Bounding box annotation entries
__________
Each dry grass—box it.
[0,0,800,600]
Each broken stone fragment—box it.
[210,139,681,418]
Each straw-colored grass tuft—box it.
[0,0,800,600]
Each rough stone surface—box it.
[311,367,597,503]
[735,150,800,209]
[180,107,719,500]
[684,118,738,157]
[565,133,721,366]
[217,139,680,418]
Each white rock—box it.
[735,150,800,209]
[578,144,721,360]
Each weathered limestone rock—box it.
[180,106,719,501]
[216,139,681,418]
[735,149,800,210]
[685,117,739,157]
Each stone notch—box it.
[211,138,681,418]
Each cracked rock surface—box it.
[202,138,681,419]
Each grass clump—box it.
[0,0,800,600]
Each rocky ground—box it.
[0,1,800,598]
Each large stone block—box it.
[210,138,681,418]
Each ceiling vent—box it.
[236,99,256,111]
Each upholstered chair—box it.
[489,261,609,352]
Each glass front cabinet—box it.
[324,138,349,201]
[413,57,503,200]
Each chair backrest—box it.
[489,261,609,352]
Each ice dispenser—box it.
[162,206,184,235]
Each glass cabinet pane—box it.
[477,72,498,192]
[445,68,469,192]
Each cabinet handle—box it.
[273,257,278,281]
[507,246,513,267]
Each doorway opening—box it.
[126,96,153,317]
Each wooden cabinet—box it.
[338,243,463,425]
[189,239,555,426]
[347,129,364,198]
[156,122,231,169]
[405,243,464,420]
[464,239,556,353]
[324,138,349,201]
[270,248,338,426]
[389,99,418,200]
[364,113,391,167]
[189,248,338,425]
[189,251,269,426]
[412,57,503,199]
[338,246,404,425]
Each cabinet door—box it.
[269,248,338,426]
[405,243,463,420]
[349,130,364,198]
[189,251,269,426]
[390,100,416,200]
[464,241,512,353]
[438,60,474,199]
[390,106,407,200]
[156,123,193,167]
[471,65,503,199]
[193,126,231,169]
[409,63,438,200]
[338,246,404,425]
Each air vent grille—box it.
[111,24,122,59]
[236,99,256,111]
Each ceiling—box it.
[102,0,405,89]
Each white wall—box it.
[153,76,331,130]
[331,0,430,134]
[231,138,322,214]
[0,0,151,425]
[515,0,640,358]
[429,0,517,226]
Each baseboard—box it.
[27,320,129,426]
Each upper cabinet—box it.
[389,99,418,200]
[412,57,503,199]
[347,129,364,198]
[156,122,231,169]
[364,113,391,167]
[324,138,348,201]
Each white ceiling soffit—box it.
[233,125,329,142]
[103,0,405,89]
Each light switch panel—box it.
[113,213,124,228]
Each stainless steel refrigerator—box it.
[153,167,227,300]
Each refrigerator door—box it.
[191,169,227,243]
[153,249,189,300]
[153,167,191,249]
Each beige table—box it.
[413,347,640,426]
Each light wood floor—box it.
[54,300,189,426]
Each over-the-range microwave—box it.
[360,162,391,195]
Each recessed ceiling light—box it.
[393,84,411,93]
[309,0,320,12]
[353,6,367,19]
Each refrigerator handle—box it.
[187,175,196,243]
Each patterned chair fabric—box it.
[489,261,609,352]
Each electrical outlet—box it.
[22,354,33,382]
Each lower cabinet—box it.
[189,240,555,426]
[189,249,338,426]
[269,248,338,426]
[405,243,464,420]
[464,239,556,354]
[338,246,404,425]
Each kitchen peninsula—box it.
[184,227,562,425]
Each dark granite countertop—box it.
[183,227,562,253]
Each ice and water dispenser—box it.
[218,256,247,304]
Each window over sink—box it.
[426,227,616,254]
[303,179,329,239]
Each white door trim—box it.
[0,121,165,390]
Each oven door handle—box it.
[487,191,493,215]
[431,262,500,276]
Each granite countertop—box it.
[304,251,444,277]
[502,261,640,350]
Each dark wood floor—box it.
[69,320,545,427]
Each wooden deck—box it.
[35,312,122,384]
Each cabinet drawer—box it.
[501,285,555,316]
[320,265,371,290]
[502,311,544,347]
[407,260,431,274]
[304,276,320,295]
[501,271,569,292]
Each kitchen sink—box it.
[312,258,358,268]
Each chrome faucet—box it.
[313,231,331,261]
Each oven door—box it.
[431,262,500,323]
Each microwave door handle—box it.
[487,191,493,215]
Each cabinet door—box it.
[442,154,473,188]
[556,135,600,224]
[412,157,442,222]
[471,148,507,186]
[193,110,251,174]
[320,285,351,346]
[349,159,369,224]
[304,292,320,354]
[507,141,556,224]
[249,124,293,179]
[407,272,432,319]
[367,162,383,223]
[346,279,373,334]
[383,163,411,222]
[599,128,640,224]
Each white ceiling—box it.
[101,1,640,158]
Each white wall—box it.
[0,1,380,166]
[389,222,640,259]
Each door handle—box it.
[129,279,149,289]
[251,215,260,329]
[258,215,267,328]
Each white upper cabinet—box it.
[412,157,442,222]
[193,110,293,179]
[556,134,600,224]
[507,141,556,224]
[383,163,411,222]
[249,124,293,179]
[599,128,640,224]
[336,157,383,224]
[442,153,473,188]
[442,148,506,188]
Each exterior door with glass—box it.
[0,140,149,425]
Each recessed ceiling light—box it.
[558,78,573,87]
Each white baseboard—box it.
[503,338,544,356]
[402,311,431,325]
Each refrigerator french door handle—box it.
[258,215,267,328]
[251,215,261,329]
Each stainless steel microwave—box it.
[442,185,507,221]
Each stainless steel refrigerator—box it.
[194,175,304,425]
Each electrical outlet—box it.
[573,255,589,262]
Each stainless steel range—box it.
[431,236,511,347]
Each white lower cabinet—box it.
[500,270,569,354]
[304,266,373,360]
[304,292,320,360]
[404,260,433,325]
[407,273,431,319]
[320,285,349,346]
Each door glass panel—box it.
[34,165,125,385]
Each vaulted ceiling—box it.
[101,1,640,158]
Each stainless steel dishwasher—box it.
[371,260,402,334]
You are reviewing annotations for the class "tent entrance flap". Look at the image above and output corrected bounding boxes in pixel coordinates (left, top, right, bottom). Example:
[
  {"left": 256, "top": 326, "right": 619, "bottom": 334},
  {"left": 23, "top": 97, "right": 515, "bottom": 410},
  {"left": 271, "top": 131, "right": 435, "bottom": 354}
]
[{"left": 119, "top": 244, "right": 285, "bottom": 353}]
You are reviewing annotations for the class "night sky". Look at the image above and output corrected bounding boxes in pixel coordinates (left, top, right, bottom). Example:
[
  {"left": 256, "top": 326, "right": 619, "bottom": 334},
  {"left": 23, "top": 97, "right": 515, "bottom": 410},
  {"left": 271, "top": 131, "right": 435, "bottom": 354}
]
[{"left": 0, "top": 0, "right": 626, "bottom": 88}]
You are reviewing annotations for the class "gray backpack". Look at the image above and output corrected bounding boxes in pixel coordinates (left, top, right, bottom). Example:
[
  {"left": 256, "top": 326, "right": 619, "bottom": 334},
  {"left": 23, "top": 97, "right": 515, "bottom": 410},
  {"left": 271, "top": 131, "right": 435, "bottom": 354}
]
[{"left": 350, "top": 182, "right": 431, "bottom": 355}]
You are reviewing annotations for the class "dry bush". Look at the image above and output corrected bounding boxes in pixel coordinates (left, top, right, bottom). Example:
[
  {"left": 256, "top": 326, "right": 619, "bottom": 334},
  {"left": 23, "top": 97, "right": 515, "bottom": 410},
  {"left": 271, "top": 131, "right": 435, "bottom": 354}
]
__________
Task brief
Retype every line of the records above without changing anything.

Solution to this exercise
Each dry grass—box it.
[0,0,800,600]
Each broken stone fragment—box it.
[210,139,681,418]
Each straw-colored grass tuft—box it.
[0,0,800,600]
Each rough stone surface—box it.
[311,367,597,503]
[735,150,800,209]
[180,107,719,500]
[684,118,738,157]
[565,133,721,366]
[217,139,680,418]
Each white rock—box it.
[735,150,800,209]
[578,144,721,360]
Each weathered limestone rock—box it.
[180,106,719,501]
[216,139,681,418]
[735,149,800,210]
[685,117,739,157]
Each stone notch—box it.
[211,138,681,418]
Each cracked rock surface—box it.
[202,138,681,419]
Each grass clump—box it.
[0,0,800,600]
Each rocky ground—box it.
[0,1,800,598]
Each large stone block—box it.
[210,138,681,418]
Each ceiling vent—box it.
[236,99,256,111]
Each upholstered chair—box it.
[489,261,609,352]
Each glass front cabinet—box it.
[324,138,349,201]
[413,57,503,200]
Each chair backrest—box it.
[489,261,609,352]
Each ice dispenser—box it.
[162,206,184,235]
Each glass cabinet pane—box it.
[477,72,498,192]
[445,68,469,192]
Each cabinet handle—box it.
[273,257,278,281]
[507,246,513,267]
Each doorway opening—box it.
[126,96,153,317]
Each wooden cabinet—box it.
[338,243,463,425]
[189,239,555,426]
[347,129,364,198]
[156,122,231,169]
[405,243,464,420]
[464,239,556,353]
[324,138,349,201]
[270,248,338,426]
[389,99,418,200]
[364,113,391,167]
[189,248,338,425]
[189,251,269,426]
[412,57,503,199]
[338,246,404,425]
Each cabinet door—box it.
[269,248,338,426]
[405,243,463,420]
[349,130,364,198]
[189,251,269,426]
[390,100,416,200]
[464,241,512,353]
[438,60,474,199]
[390,106,407,200]
[156,123,193,167]
[471,65,503,199]
[193,126,231,169]
[409,63,438,200]
[338,246,404,425]
Each air vent grille—box it.
[111,24,122,59]
[236,99,256,111]
Each ceiling—box it.
[102,0,405,89]
Each white wall—box it.
[153,76,331,130]
[331,0,430,134]
[231,138,322,214]
[0,0,151,425]
[515,0,640,358]
[429,0,517,226]
Each baseboard—box it.
[27,320,129,426]
Each upper cabinet—box it.
[389,99,418,200]
[412,57,503,199]
[347,129,364,198]
[156,122,231,169]
[364,113,391,167]
[324,138,348,201]
Each white ceiling soffit—box it.
[233,125,329,142]
[103,0,405,89]
Each light switch panel—box it.
[113,213,124,228]
Each stainless steel refrigerator—box it.
[153,167,227,300]
Each refrigerator door—box it.
[191,169,227,243]
[153,249,189,300]
[153,167,191,249]
Each beige table—box it.
[413,347,640,426]
Each light wood floor—box it.
[54,300,189,426]
Each over-the-range microwave—box it.
[360,162,391,195]
Each recessed ceiling light—box it.
[393,84,411,93]
[309,0,320,12]
[353,6,367,19]
Each refrigerator handle—box it.
[187,175,196,243]
Each patterned chair fabric—box it.
[489,261,609,352]
Each electrical outlet—box it.
[22,354,33,382]
Each lower cabinet—box it.
[189,240,555,426]
[189,249,338,426]
[269,248,338,426]
[405,243,464,420]
[464,239,556,354]
[338,246,404,425]
Each kitchen peninsula—box it.
[184,227,562,425]
Each dark granite countertop—box it.
[183,227,562,253]
Each ice and water dispenser—box it.
[218,256,247,304]
Each window over sink—box it.
[426,227,616,254]
[303,179,329,239]
Each white door trim—box it.
[0,121,165,390]
Each oven door handle—box it.
[487,191,493,215]
[431,262,500,276]
Each granite countertop—box it.
[304,251,444,277]
[502,261,640,350]
Each dark wood floor—box it.
[69,320,545,427]
Each wooden deck—box it.
[35,312,122,384]
Each cabinet drawer—box it.
[501,285,555,316]
[320,265,371,290]
[502,311,544,347]
[407,260,431,274]
[304,276,320,295]
[501,271,569,292]
Each kitchen sink—box it.
[312,258,358,268]
Each chrome faucet—box it.
[313,231,331,261]
Each oven door—box it.
[431,262,500,323]
Each microwave door handle—box it.
[487,191,493,215]
Each cabinet door—box it.
[442,154,473,188]
[556,135,600,224]
[412,157,442,222]
[471,148,507,186]
[193,110,251,174]
[320,285,351,346]
[349,159,369,224]
[304,292,320,354]
[507,141,556,224]
[249,124,293,179]
[407,272,432,319]
[367,162,383,223]
[346,279,373,334]
[383,163,411,222]
[599,128,640,224]
Each white ceiling—box it.
[101,1,640,158]
Each white wall—box it.
[0,1,380,166]
[389,222,640,259]
Each door handle—box it.
[129,279,149,289]
[251,215,260,329]
[258,215,267,328]
Each white upper cabinet—box it.
[412,157,442,222]
[193,110,293,179]
[556,134,600,224]
[507,141,556,224]
[383,163,411,222]
[249,124,293,179]
[599,128,640,224]
[336,157,383,224]
[442,153,473,188]
[442,148,506,188]
Each exterior door with glass—box it.
[0,140,149,425]
Each recessed ceiling light—box it.
[558,78,573,87]
Each white baseboard—box it.
[503,338,544,356]
[402,311,431,325]
Each refrigerator french door handle—box it.
[258,215,267,328]
[251,215,261,329]
Each stainless steel microwave—box it.
[442,185,507,221]
Each stainless steel refrigerator—box it.
[194,175,304,425]
Each electrical outlet—box it.
[573,255,589,262]
Each stainless steel range—box it.
[431,236,511,347]
Each white lower cabinet—box it.
[500,270,569,354]
[304,266,373,360]
[304,292,320,360]
[404,260,433,325]
[407,273,431,319]
[320,285,349,346]
Each door glass panel—box it.
[34,165,125,385]
Each vaulted ceiling—box it.
[101,1,640,158]
Each stainless steel dishwasher—box it.
[371,260,402,334]
You are reviewing annotations for the class "tent entrance flap". Look at the image above and output corrected bounding boxes in pixel coordinates (left, top, right, bottom). Example:
[
  {"left": 256, "top": 326, "right": 619, "bottom": 334},
  {"left": 23, "top": 97, "right": 515, "bottom": 410},
  {"left": 271, "top": 131, "right": 435, "bottom": 354}
]
[{"left": 119, "top": 244, "right": 285, "bottom": 353}]
You are reviewing annotations for the class "night sky". Look at the image above and output corrected bounding boxes in pixel coordinates (left, top, right, bottom). Example:
[
  {"left": 256, "top": 326, "right": 619, "bottom": 334},
  {"left": 23, "top": 97, "right": 515, "bottom": 410},
  {"left": 271, "top": 131, "right": 435, "bottom": 354}
]
[{"left": 0, "top": 0, "right": 626, "bottom": 88}]
You are reviewing annotations for the class "gray backpack". Look at the image above and output corrected bounding boxes in pixel coordinates (left, top, right, bottom). Example:
[
  {"left": 256, "top": 326, "right": 619, "bottom": 334},
  {"left": 23, "top": 97, "right": 515, "bottom": 410},
  {"left": 271, "top": 131, "right": 435, "bottom": 354}
]
[{"left": 350, "top": 182, "right": 431, "bottom": 355}]
You are reviewing annotations for the class "dry bush". Look at the image above and output corrected bounding boxes in pixel coordinates (left, top, right, bottom). Example:
[
  {"left": 256, "top": 326, "right": 619, "bottom": 334},
  {"left": 23, "top": 97, "right": 515, "bottom": 410},
  {"left": 271, "top": 131, "right": 435, "bottom": 354}
]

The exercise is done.